╭─ Extract

Understanding the basics of a customer journey
As mentioned above, a customer journey traces every communication or engagement that occurs between a business and its prospective or current customers – whether that’s opening an email, signing up for a newsletter, or visiting a brick-and-mortar location.
And how people feel about these interactions will ultimately define their customer experience (i.e. the perception they have of your brand).
Businesses will often create customer journey maps to visually depict the evolution of these interactions: laying out the actions a person has taken at each touchpoint. These customer journey maps help businesses understand the stronger and weaker parts of their customer lifecycle, and provide insight into the intent and preferences of their different buyer personas. Generating this single view of the customer, however, can be a challenge for companies, especially as consumers exhibit more omnichannel behavior.
Stages in the customer journey
While each customer journey is unique, there is a pattern in how they progress. It’s widely agreed upon that the different stages of the customer journey include:
Awareness: a person has discovered your brand and is starting to familiarize themselves with what you offer, your content, etc.
Consideration: now, the potential customer is starting to compare you to competitors, evaluate your pricing, and so on.
Decision: the customer has completed a purchase or has conversion.
Retention: now a current customer, this is the phase when the business needs to continue to stoke engagement and maintain customer satisfaction to avoid churn.
Advocacy: if the retention phase is successful, the customer will now become an advocate for your brand – offering word-of-mouth recommendations, referrals, etc.
Customer journey touchpoints
Touchpoints refer to the individual interactions a person has with your business (which collectively form their customer journey). Any contact a person has had with your business, online or offline, is a touchpoint. While it’s certainly not a definitive list, examples of customer journey touchpoints include:
Visiting a website
Clicking on an ad
Opening an email
Tapping an SMS or push notification
Purchasing an item online or in-stores
Filling out a customer satisfaction survey
Interacting with customer support (via phone, chatbot, etc.)

╰─
╭─ Records supplied

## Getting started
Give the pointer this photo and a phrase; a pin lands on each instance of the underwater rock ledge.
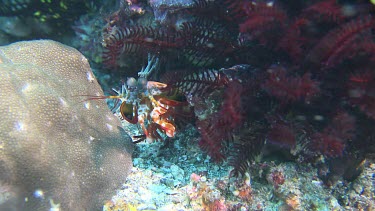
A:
(56, 150)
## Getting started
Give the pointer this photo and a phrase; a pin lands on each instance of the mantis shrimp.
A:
(142, 102)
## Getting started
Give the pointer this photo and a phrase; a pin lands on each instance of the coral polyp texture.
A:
(56, 150)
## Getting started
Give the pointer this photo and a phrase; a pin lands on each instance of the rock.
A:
(56, 150)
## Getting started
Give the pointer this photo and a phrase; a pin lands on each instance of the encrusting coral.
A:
(56, 150)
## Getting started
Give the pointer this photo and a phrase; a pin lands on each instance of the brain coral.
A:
(56, 150)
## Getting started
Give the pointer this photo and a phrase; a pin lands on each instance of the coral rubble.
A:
(56, 151)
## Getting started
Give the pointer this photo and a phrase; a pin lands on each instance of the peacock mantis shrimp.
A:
(142, 102)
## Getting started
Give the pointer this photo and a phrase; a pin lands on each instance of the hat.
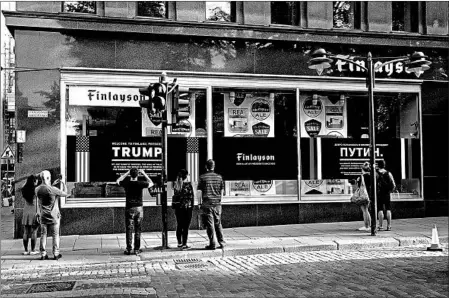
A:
(366, 166)
(133, 172)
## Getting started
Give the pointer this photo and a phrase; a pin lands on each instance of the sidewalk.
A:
(108, 248)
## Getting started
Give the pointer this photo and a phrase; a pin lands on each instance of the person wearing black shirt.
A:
(134, 206)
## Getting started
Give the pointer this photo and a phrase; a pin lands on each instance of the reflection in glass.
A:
(156, 9)
(80, 6)
(285, 12)
(343, 14)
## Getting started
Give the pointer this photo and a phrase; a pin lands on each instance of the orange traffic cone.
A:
(435, 244)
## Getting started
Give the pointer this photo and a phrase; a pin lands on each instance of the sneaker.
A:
(210, 247)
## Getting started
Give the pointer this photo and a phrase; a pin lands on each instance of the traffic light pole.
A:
(164, 183)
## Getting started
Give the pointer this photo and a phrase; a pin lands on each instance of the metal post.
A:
(164, 182)
(372, 151)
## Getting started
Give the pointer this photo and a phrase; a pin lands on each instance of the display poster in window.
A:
(323, 116)
(141, 155)
(313, 187)
(151, 127)
(105, 96)
(263, 187)
(248, 115)
(238, 188)
(345, 159)
(256, 158)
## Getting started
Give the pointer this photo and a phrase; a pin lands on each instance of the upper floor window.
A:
(79, 6)
(405, 16)
(220, 11)
(157, 9)
(285, 12)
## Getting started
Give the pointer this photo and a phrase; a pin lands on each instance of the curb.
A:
(259, 246)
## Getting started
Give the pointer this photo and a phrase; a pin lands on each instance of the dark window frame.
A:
(233, 13)
(167, 10)
(293, 16)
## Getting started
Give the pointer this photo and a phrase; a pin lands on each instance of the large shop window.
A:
(335, 141)
(285, 13)
(254, 142)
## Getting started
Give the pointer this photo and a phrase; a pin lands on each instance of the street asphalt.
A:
(337, 236)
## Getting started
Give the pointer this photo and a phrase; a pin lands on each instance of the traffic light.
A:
(157, 101)
(182, 97)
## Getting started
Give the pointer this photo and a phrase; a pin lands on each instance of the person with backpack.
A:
(385, 186)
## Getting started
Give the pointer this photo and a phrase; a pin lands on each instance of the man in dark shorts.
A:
(212, 186)
(134, 206)
(50, 215)
(385, 185)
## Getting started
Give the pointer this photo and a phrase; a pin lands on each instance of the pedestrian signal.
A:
(181, 106)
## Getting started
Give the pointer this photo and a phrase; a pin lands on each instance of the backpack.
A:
(385, 184)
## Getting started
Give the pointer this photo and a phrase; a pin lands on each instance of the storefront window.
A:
(254, 141)
(285, 12)
(156, 9)
(108, 133)
(335, 141)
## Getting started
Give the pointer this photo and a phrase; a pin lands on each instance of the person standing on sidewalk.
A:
(30, 211)
(50, 214)
(134, 206)
(182, 203)
(366, 169)
(385, 185)
(211, 186)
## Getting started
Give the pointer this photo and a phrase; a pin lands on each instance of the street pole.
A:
(164, 182)
(372, 151)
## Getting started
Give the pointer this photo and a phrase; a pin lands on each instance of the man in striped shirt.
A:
(211, 185)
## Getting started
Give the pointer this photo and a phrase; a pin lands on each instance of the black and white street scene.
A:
(267, 149)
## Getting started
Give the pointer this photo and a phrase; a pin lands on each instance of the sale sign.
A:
(248, 114)
(323, 116)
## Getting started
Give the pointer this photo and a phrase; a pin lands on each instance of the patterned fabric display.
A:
(192, 158)
(82, 159)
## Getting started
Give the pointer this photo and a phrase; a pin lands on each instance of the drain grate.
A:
(186, 261)
(51, 287)
(193, 266)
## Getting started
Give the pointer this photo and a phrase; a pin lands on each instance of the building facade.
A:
(288, 142)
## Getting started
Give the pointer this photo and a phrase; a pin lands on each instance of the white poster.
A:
(248, 115)
(323, 116)
(105, 96)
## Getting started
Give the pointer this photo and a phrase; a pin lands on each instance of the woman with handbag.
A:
(365, 181)
(182, 203)
(31, 216)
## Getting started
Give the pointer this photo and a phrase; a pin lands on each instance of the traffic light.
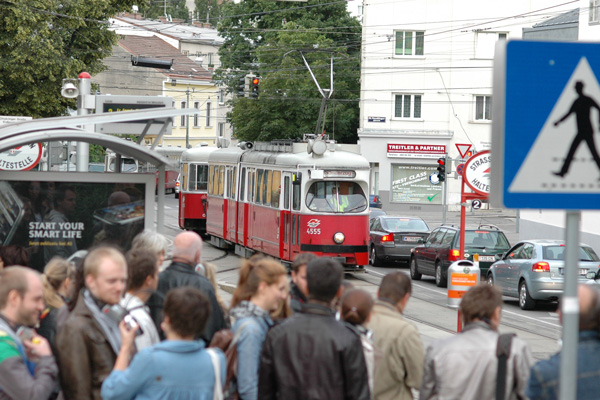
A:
(242, 86)
(442, 169)
(254, 87)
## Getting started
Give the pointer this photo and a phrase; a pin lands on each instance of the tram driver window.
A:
(335, 197)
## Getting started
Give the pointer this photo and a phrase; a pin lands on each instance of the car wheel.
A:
(525, 300)
(373, 259)
(439, 278)
(414, 271)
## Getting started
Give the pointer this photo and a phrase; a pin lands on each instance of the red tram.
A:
(284, 198)
(193, 188)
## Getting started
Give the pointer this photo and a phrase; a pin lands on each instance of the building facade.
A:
(426, 86)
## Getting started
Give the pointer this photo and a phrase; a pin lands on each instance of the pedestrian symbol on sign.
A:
(546, 156)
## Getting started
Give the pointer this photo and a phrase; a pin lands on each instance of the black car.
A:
(442, 248)
(392, 238)
(374, 201)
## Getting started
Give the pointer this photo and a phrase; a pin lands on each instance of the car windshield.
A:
(404, 224)
(485, 239)
(334, 197)
(557, 252)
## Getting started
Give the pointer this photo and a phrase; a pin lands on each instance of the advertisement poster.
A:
(59, 218)
(410, 184)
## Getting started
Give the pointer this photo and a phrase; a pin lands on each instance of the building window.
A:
(409, 43)
(208, 112)
(197, 115)
(407, 106)
(485, 43)
(483, 108)
(183, 117)
(594, 10)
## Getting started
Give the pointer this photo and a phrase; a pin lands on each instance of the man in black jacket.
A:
(187, 252)
(311, 355)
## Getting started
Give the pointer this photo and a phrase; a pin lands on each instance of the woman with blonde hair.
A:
(261, 289)
(58, 282)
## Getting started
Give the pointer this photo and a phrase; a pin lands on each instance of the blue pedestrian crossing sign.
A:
(546, 125)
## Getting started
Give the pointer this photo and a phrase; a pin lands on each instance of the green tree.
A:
(210, 8)
(267, 39)
(45, 41)
(174, 8)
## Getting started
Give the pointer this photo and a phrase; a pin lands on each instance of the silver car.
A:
(533, 270)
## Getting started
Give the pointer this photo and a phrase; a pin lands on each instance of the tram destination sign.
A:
(111, 104)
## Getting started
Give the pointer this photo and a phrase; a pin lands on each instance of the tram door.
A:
(285, 222)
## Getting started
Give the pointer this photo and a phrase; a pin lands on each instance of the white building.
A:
(426, 85)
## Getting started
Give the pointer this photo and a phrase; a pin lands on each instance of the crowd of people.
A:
(113, 326)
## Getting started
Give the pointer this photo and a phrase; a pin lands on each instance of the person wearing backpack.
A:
(466, 366)
(179, 367)
(262, 287)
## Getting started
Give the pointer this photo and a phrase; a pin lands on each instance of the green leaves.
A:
(268, 39)
(45, 41)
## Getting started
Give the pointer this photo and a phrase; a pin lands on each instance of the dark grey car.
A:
(392, 238)
(534, 270)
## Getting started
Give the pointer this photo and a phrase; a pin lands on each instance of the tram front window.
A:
(335, 197)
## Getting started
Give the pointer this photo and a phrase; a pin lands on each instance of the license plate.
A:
(582, 271)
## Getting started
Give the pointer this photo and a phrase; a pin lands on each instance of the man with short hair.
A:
(298, 288)
(545, 375)
(89, 341)
(27, 367)
(311, 355)
(465, 366)
(142, 282)
(401, 367)
(187, 254)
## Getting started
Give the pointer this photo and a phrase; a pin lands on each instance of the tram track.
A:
(504, 322)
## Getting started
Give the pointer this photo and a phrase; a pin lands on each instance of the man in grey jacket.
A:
(27, 367)
(465, 366)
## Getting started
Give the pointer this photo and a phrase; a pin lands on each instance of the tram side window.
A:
(221, 187)
(266, 187)
(259, 183)
(242, 184)
(201, 176)
(286, 193)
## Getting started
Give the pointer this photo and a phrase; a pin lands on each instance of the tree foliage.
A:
(45, 41)
(157, 8)
(268, 39)
(210, 8)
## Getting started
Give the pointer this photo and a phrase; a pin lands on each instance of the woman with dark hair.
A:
(178, 368)
(356, 307)
(261, 289)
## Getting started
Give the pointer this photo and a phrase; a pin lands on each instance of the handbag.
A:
(218, 389)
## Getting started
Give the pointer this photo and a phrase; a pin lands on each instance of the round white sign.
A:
(22, 158)
(477, 172)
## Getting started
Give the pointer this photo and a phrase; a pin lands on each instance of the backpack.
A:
(227, 341)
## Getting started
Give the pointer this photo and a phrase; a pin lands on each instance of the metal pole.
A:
(187, 121)
(570, 310)
(83, 148)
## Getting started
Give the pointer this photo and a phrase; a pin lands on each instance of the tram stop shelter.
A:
(105, 205)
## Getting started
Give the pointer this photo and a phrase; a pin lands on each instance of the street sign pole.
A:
(570, 310)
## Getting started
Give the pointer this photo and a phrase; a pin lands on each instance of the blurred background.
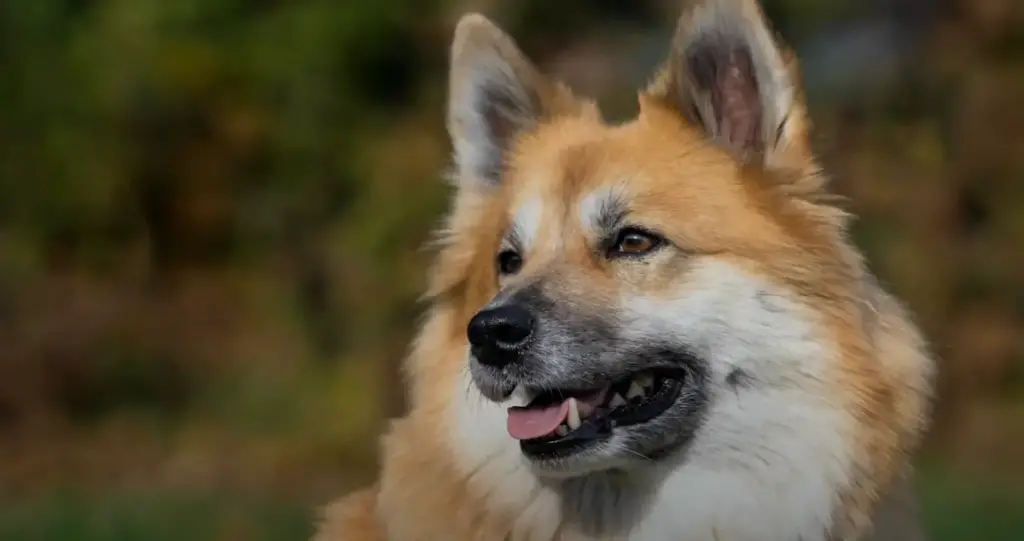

╰─

Assigned task 1: From the customer journey passage, extract word for word the part that opens with the words containing "And how people" and closes with "more omnichannel behavior.".
Assigned task 2: Write what comes next in the customer journey passage, picking up right after its final line.
These entries have no connection to the customer journey passage.

Expected output 1:
And how people feel about these interactions will ultimately define their customer experience (i.e. the perception they have of your brand).
Businesses will often create customer journey maps to visually depict the evolution of these interactions: laying out the actions a person has taken at each touchpoint. These customer journey maps help businesses understand the stronger and weaker parts of their customer lifecycle, and provide insight into the intent and preferences of their different buyer personas. Generating this single view of the customer, however, can be a challenge for companies, especially as consumers exhibit more omnichannel behavior.

Expected output 2:
Tracking customer journeys
Now that we’ve covered what a customer journey is, it’s time to understand how to actually track one. One of the most difficult roadblocks businesses face when trying to track each customer interaction is fragmentation. Often, customer data is siloed between separate teams within an organization, requiring engineers to manually build data pipelines to consolidate all this information into that aforementioned single view of the customer.
This is why customer data platforms have risen in popularity in the past few years (especially in light of the digital shift that happened during the Covid-19 pandemic). CDPs allow teams to set up data integrations in minutes, without engineering support, and automatically process, clean, and consolidate a business’s first-party data in real-time. With a CDP, businesses can stitch together a customer’s complete journey, even as they switch between devices and channels.
Why it’s important to understand your customer journey
Understanding your customers’ journeys means understanding the way people interact with your business. This insight shows how effective your company is at engaging with people across channels – insight that can be leveraged to improve weaker points in the customer lifecycle, and promote loyalty and retention.